== 本文抜粋

ルーヴルとプラドにある以前のデューラーの自画像も含め、肖像画は四分の三斜め向きに描くのが通例だったのに、アルテ・ピナコテークの『自画像』は正面向き。
本来、正面向き肖像はキリスト像にのみ許される形式らしいので、神のごとき創造者としての自負心が表されているのでしょうか。目線は、こちらを射抜くような鋭さで、気圧されそうです!『四人の使途』のパウロも、別の意味で迫力ある目線ですが。
クラーナハは長年描いていたせいか、聖母子画は時代とともに様式もかなり変化して、比べて見ると面白いですね。ただ素朴で、イタリア・ルネサンスの画家みたいに理想的でないところが独特の魅力です。
『黄金時代』は人物描写がかわいらしくて、微笑ましくなります。画面にアニメ的楽しささえ感じられますね。
投稿: ケンスケ | 2017.02.18 22:01
to ケンスケさん
古典絵画でも近代絵画でも女性を描いたものを
意識的にとりあげてますが、デューラーの自画像
だけは別格扱いにしてます。この正面向きには
参りました。
クラーナハの‘葡萄の聖母’はベリー二並みにいい
ですね。すごく親しみのわく聖母子です。

====
== 提供資料

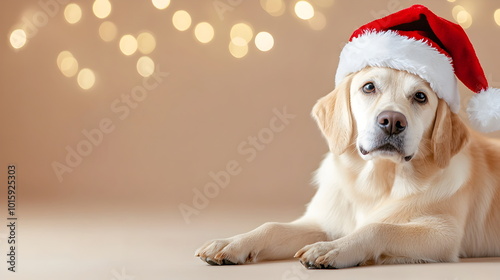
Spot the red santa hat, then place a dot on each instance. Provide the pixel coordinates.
(419, 42)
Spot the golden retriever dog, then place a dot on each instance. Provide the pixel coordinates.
(405, 181)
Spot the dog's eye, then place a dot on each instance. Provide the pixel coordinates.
(369, 88)
(420, 97)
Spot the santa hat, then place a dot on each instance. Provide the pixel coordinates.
(419, 42)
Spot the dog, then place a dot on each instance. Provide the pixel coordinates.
(405, 181)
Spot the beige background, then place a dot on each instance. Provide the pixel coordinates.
(119, 208)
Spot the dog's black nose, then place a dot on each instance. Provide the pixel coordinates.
(391, 122)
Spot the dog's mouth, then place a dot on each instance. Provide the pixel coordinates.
(388, 149)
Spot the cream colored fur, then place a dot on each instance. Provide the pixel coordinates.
(379, 208)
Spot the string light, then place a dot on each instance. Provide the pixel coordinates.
(72, 13)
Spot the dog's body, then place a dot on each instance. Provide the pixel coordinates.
(405, 182)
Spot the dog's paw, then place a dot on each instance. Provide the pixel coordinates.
(225, 252)
(330, 254)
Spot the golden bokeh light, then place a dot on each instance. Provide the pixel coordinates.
(318, 22)
(18, 38)
(264, 41)
(128, 44)
(67, 64)
(204, 32)
(273, 7)
(86, 78)
(161, 4)
(146, 43)
(304, 10)
(108, 31)
(181, 20)
(496, 16)
(241, 34)
(145, 66)
(101, 8)
(238, 51)
(72, 13)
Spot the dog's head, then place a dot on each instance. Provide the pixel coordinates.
(390, 114)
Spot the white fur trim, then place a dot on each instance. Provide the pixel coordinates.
(484, 110)
(389, 49)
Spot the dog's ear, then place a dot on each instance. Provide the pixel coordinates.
(449, 135)
(333, 115)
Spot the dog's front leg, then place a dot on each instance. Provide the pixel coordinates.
(270, 241)
(429, 239)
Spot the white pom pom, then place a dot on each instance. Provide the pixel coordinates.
(484, 110)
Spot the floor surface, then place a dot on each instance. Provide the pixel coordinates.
(116, 245)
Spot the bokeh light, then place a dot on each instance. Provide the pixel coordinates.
(18, 38)
(238, 51)
(304, 10)
(101, 8)
(264, 41)
(108, 31)
(318, 22)
(161, 4)
(128, 44)
(204, 32)
(86, 78)
(496, 16)
(145, 66)
(67, 64)
(241, 34)
(181, 20)
(273, 7)
(146, 43)
(72, 13)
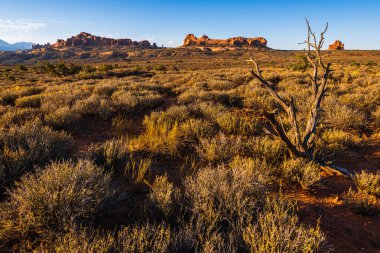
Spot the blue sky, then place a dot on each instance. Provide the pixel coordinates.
(356, 23)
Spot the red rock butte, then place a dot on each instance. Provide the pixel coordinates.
(191, 40)
(337, 45)
(87, 39)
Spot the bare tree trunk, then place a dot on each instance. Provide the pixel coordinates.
(302, 145)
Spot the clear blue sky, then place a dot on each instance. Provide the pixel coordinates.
(356, 23)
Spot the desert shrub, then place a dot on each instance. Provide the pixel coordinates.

====

**課題文**
デューラーとクラーナハの絵画を語る本文のうち、「本来、正面向き肖像はキリスト」から「ですね。すごく親しみのわく聖母子です。」までの箇所を、終わりの語句も含めてそのまま抜き出すこと。

**解答**
本来、正面向き肖像はキリスト像にのみ許される形式らしいので、神のごとき創造者としての自負心が表されているのでしょうか。目線は、こちらを射抜くような鋭さで、気圧されそうです!『四人の使途』のパウロも、別の意味で迫力ある目線ですが。
クラーナハは長年描いていたせいか、聖母子画は時代とともに様式もかなり変化して、比べて見ると面白いですね。ただ素朴で、イタリア・ルネサンスの画家みたいに理想的でないところが独特の魅力です。
『黄金時代』は人物描写がかわいらしくて、微笑ましくなります。画面にアニメ的楽しささえ感じられますね。
投稿: ケンスケ | 2017.02.18 22:01
to ケンスケさん
古典絵画でも近代絵画でも女性を描いたものを
意識的にとりあげてますが、デューラーの自画像
だけは別格扱いにしてます。この正面向きには
参りました。
クラーナハの‘葡萄の聖母’はベリー二並みにいい
ですね。すごく親しみのわく聖母子です。